• **Input rows**
________________

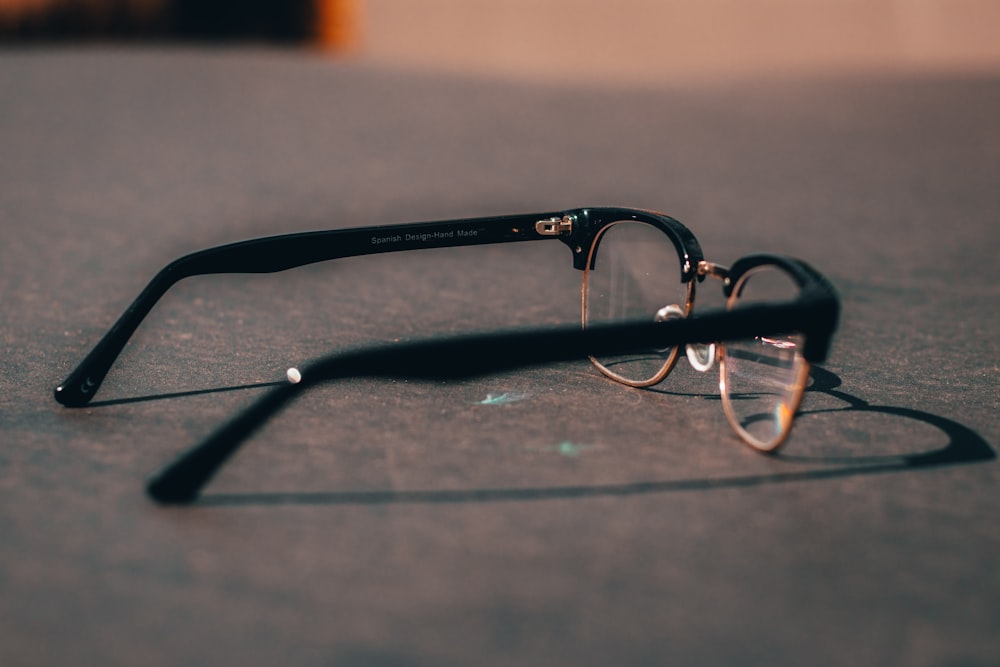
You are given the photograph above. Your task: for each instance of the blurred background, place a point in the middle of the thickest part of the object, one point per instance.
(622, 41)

________________

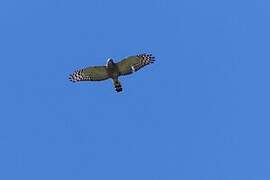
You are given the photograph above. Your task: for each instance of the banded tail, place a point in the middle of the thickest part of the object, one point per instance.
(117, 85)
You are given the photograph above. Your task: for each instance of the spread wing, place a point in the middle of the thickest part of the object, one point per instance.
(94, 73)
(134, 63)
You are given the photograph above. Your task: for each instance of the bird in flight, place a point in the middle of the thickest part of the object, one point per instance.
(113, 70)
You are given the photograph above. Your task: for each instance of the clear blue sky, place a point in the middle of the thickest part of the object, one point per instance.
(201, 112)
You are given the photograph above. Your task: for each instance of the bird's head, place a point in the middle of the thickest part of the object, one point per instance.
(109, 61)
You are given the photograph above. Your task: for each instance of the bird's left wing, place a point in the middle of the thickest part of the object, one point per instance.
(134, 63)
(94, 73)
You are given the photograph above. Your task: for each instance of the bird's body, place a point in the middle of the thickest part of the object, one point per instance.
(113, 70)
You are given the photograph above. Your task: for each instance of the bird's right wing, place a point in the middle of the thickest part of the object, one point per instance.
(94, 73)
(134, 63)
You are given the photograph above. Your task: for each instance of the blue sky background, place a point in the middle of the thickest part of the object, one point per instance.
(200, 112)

________________

• **Given task**
From the rows above, extract each line that contains the word "blue", copying every such line in full.

• **Reply**
You are given the photograph above. Your task: for each instance of the clear blue sky, place a point in the middle of the thickest part of the object, one point per instance.
You are given the photograph above. Your task: for each instance of the blue sky background, place a point in the middle of the thickest part of the object, one point per instance.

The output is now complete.